# Sig request



## No_Nickname (Oct 10, 2008)

I was wondering if I could have a sig made using either of these pictures. I don't think they are copyrighted.

http://i39.photobucket.com/albums/e176/No_Nickname/Wallpapers/WBerlinExpressA.jpg

http://i39.photobucket.com/albums/e176/No_Nickname/Wallpapers/WClashA.jpg

Thanks


----------



## Thorlifter (Oct 10, 2008)

First attempts


----------



## No_Nickname (Oct 11, 2008)

looks great, I like the last one the best


----------



## 109ROAMING (Oct 11, 2008)

That first and second one are bloody nice!!!


----------



## ScOoTeR1992 (Oct 11, 2008)

here is a few of my quick ones hope ya enjoy NN


----------



## No_Nickname (Oct 11, 2008)

Wow, these all look so cool. I might have to change my sig every two weeks


----------



## Thorlifter (Oct 11, 2008)

Glad you like them NN. Nice work Scooter.


----------



## Lucky13 (Oct 12, 2008)

This is Bill Overstreet from 363 FS, 357 FG in his P51C Mustang the "Berlin Express" chasing an ME109G under the Eiffel Tower, spring of 1944 

This image depicts an actual event. When you have Bill Overstreet on your tail, not even a daring maneuver such as flying right under the Eiffel tower is going to save you, as this ME109 pilot discovered the hard way. In the spring of 1944, Bill Overstreet of the famous 357th FG was hot on the tail of a German ME109G. The pilot of the 109 flew right over Paris where German anti-aircraft artillery was heavy, probably in hopes they would solve his problem by eliminating Bill and his P51C named the “Berlin Express”. Bill persisted through intense flak closing the gap with the enemy fighter. Already hit in the engine, as a last resort the ME109 pilot aimed his aircraft toward the imposing Eiffel tower and in a breathtaking maneuver flew right under it. Even this was not enough to shake Bill as he followed right behind scoring several more hits in the process. The German ME109 crashed moments later and Bill escaped the heavy flak around Paris by flying low and full throttle over the river.

DATA SEGMENT
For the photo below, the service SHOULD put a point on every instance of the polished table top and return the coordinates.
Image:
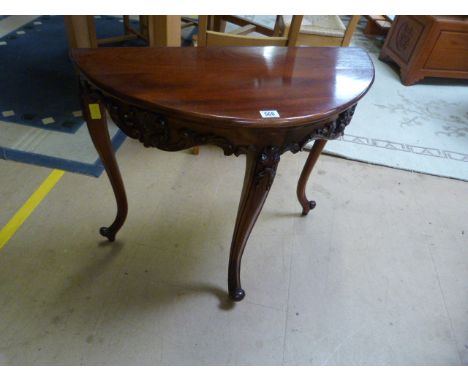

WHAT IS BEING ASKED
Return the passage of the signature request thread above that runs between "I was wondering" and "Thorlifter (Oct 10, 2008)", inclusive, copied word for word.

RESPONSE BELOW
I was wondering if I could have a sig made using either of these pictures. I don't think they are copyrighted.

http://i39.photobucket.com/albums/e176/No_Nickname/Wallpapers/WBerlinExpressA.jpg

http://i39.photobucket.com/albums/e176/No_Nickname/Wallpapers/WClashA.jpg

Thanks


----------



## Thorlifter (Oct 10, 2008)